--- Supplied information ---

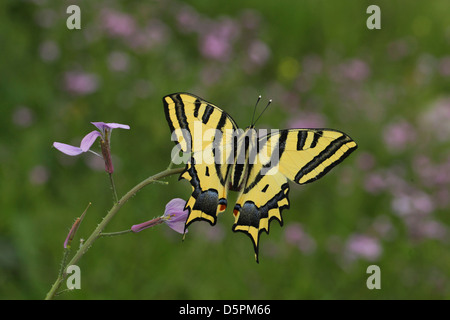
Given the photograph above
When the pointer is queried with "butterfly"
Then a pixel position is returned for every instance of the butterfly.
(221, 157)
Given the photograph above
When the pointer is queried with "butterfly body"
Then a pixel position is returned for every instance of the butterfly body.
(257, 164)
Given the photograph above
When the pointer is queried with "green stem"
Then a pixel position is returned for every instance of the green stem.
(101, 226)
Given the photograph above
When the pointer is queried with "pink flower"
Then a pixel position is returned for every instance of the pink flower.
(80, 82)
(295, 235)
(174, 216)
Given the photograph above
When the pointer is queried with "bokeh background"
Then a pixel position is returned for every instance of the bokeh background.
(387, 204)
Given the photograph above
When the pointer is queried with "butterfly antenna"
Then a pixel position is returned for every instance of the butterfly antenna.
(254, 109)
(268, 104)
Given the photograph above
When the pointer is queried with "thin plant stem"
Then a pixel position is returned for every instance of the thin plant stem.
(101, 226)
(113, 187)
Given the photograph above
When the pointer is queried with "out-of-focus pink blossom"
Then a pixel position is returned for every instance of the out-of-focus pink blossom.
(117, 24)
(258, 53)
(295, 235)
(23, 117)
(39, 175)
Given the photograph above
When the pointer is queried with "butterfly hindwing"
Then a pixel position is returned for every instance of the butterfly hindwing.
(190, 118)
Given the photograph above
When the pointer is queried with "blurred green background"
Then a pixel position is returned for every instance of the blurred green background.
(387, 204)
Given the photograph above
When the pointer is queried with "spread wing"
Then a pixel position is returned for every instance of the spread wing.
(300, 155)
(204, 132)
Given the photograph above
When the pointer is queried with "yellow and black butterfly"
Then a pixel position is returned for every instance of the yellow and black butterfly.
(222, 157)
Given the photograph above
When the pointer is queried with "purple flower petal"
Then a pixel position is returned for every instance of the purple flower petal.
(89, 139)
(175, 215)
(68, 149)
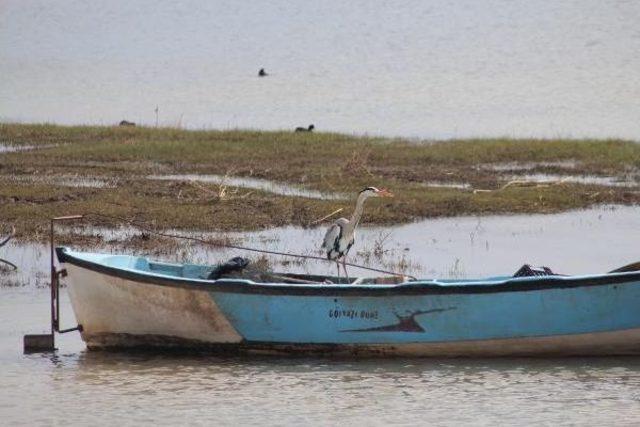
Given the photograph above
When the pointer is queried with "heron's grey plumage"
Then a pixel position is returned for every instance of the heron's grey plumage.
(342, 233)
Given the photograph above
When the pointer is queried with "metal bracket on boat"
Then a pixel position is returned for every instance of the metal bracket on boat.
(46, 342)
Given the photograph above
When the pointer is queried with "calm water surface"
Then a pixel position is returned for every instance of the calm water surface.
(414, 68)
(75, 387)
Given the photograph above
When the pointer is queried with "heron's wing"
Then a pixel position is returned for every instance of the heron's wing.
(333, 233)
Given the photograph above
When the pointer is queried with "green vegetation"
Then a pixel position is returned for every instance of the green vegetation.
(319, 161)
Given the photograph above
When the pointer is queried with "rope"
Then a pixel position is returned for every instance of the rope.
(141, 226)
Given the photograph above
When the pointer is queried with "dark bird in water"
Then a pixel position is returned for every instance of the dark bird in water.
(342, 233)
(309, 129)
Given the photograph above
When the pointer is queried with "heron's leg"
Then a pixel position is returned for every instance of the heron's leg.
(344, 267)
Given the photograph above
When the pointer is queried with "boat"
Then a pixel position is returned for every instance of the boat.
(125, 302)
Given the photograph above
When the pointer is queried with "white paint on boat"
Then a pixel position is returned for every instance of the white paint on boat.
(106, 305)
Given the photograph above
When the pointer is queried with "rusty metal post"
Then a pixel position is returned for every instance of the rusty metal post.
(46, 342)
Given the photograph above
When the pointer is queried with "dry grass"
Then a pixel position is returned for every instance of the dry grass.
(324, 162)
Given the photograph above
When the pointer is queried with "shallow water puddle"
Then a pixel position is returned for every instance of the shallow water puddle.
(254, 183)
(520, 166)
(609, 181)
(579, 242)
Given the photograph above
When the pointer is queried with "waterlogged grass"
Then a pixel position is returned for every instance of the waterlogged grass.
(319, 161)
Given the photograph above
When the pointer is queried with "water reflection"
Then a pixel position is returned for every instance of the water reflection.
(462, 247)
(255, 183)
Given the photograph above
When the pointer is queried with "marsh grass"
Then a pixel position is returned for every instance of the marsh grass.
(318, 161)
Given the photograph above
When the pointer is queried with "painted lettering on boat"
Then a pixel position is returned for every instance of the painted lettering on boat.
(353, 314)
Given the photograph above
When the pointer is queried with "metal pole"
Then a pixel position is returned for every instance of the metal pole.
(52, 284)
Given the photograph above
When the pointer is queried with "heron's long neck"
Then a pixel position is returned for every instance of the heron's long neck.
(357, 212)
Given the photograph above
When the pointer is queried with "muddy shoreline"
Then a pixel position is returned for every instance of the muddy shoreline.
(251, 180)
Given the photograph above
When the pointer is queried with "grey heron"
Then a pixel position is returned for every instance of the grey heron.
(341, 234)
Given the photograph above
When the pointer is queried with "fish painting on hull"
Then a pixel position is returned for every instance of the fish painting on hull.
(404, 324)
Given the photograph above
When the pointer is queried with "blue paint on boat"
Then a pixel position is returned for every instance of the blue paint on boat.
(462, 317)
(421, 311)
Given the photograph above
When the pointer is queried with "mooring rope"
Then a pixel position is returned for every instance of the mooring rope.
(141, 226)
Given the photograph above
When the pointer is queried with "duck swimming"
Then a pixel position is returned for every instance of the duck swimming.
(309, 129)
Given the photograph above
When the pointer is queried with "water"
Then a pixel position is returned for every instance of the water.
(461, 247)
(255, 183)
(77, 387)
(425, 69)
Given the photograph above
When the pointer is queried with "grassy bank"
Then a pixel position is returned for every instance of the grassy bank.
(325, 162)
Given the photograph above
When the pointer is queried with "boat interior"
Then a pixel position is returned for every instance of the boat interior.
(239, 268)
(242, 268)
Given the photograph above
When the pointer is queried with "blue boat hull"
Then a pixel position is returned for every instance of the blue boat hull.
(586, 315)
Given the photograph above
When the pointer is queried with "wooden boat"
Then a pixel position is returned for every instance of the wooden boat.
(126, 301)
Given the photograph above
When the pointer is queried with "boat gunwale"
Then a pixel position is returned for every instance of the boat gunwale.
(421, 287)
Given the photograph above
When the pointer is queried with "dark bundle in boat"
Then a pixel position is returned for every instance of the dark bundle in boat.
(240, 268)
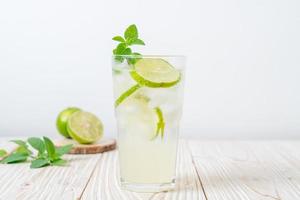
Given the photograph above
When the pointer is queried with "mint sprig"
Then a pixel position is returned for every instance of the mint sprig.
(131, 37)
(47, 153)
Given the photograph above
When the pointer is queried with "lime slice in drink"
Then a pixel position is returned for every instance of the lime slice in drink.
(84, 127)
(62, 119)
(155, 73)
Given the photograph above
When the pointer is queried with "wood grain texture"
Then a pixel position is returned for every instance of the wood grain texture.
(248, 170)
(104, 183)
(102, 146)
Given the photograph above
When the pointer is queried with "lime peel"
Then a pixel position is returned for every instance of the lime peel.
(126, 94)
(160, 127)
(84, 127)
(155, 73)
(62, 119)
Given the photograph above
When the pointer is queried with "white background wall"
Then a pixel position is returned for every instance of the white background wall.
(243, 72)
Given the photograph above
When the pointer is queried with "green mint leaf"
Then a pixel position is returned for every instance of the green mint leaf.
(40, 162)
(15, 158)
(22, 148)
(127, 51)
(119, 39)
(131, 32)
(59, 162)
(121, 49)
(3, 153)
(37, 144)
(50, 148)
(133, 60)
(20, 143)
(136, 42)
(63, 150)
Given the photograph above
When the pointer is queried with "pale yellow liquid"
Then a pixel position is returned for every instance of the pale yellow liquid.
(141, 159)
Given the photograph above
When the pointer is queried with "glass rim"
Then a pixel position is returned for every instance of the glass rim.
(150, 56)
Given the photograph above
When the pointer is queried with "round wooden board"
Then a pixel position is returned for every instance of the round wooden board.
(101, 146)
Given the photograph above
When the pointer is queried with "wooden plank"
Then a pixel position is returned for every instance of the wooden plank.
(248, 170)
(18, 181)
(104, 183)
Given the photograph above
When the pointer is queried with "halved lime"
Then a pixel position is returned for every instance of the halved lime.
(84, 127)
(62, 119)
(153, 72)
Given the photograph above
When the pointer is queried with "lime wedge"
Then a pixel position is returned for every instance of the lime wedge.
(84, 127)
(62, 119)
(155, 73)
(160, 125)
(126, 94)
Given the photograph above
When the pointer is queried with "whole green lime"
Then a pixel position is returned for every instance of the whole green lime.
(62, 119)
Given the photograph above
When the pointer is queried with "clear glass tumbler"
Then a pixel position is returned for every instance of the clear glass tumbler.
(148, 94)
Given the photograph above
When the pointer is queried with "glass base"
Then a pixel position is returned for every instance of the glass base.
(148, 187)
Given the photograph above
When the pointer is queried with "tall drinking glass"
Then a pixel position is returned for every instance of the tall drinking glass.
(148, 94)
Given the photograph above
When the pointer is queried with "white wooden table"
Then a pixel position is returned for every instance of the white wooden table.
(213, 170)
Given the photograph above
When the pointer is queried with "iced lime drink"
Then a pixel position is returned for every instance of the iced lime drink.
(148, 94)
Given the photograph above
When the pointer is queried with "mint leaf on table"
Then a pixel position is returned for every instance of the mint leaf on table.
(50, 148)
(40, 162)
(59, 151)
(48, 154)
(136, 42)
(123, 48)
(22, 148)
(15, 158)
(2, 153)
(37, 144)
(119, 39)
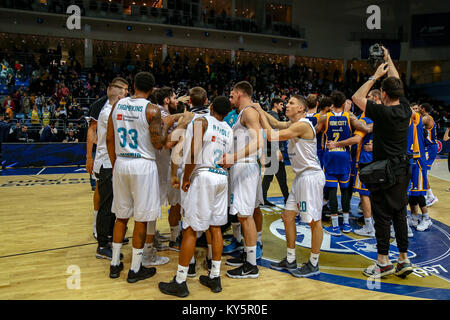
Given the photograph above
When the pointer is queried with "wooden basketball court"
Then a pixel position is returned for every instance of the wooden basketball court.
(46, 232)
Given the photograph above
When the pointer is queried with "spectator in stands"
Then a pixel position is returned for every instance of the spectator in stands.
(70, 137)
(49, 133)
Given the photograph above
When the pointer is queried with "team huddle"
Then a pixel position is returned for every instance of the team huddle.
(208, 170)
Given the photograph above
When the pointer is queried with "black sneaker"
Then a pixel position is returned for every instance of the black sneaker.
(404, 269)
(143, 273)
(174, 288)
(191, 270)
(284, 265)
(214, 284)
(306, 270)
(247, 270)
(114, 271)
(238, 261)
(105, 253)
(208, 263)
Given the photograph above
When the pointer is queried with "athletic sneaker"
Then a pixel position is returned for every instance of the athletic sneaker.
(346, 228)
(306, 270)
(432, 201)
(392, 232)
(365, 231)
(334, 231)
(214, 283)
(247, 270)
(424, 224)
(142, 274)
(191, 270)
(258, 250)
(415, 220)
(174, 288)
(105, 253)
(284, 264)
(207, 263)
(233, 246)
(114, 271)
(238, 261)
(376, 271)
(151, 258)
(403, 269)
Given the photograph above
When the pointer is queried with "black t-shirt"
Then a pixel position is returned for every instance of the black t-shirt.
(96, 108)
(390, 128)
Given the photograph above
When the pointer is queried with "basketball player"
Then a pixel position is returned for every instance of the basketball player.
(336, 126)
(307, 188)
(418, 185)
(206, 186)
(134, 132)
(431, 146)
(245, 181)
(102, 165)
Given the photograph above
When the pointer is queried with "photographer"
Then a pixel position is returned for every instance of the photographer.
(390, 197)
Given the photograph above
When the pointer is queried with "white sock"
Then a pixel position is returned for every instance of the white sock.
(290, 256)
(259, 237)
(174, 231)
(215, 269)
(251, 255)
(314, 258)
(181, 274)
(335, 221)
(94, 227)
(136, 260)
(209, 251)
(346, 217)
(368, 222)
(236, 226)
(115, 260)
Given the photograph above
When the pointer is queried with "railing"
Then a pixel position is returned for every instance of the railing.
(100, 9)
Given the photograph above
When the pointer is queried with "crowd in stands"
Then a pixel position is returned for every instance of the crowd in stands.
(61, 93)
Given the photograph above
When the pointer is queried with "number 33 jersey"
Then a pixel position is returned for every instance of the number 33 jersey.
(131, 129)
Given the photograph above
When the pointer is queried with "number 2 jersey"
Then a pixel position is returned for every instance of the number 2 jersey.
(338, 128)
(131, 129)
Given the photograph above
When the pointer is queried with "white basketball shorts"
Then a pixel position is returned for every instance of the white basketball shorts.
(136, 189)
(207, 201)
(246, 189)
(306, 196)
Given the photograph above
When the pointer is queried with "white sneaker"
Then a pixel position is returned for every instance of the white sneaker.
(424, 224)
(365, 232)
(432, 201)
(150, 258)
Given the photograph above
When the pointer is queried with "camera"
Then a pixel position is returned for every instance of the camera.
(376, 55)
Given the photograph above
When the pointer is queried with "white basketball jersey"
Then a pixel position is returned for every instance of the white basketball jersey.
(217, 141)
(303, 153)
(241, 138)
(132, 134)
(188, 138)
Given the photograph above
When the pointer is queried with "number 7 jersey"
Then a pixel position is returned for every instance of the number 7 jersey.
(131, 129)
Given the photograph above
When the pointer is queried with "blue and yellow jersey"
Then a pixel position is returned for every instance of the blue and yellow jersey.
(363, 156)
(431, 136)
(337, 128)
(416, 146)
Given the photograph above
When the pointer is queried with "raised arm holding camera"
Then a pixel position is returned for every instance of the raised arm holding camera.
(389, 175)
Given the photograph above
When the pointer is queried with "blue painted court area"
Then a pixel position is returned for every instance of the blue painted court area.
(40, 171)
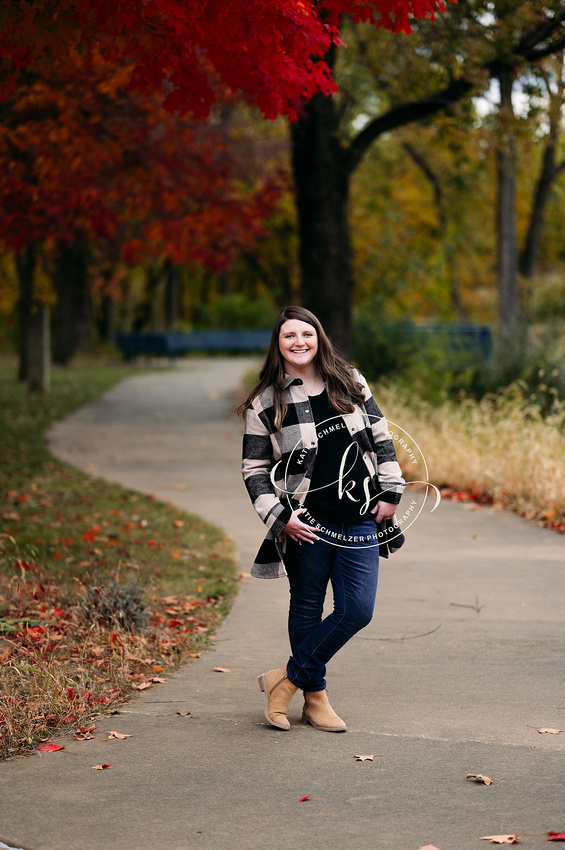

---

Task brief:
Which lines of the records contain the word "camera"? Pick out each one and copy it in full.

Solved exercise:
When the pointer is queried with "camera"
Then a pixel position is returned for every instance of the camera.
When the pointer is queried with "raised arm holding camera"
Then a pixel position is returned for every instance of the raised arm holding camera.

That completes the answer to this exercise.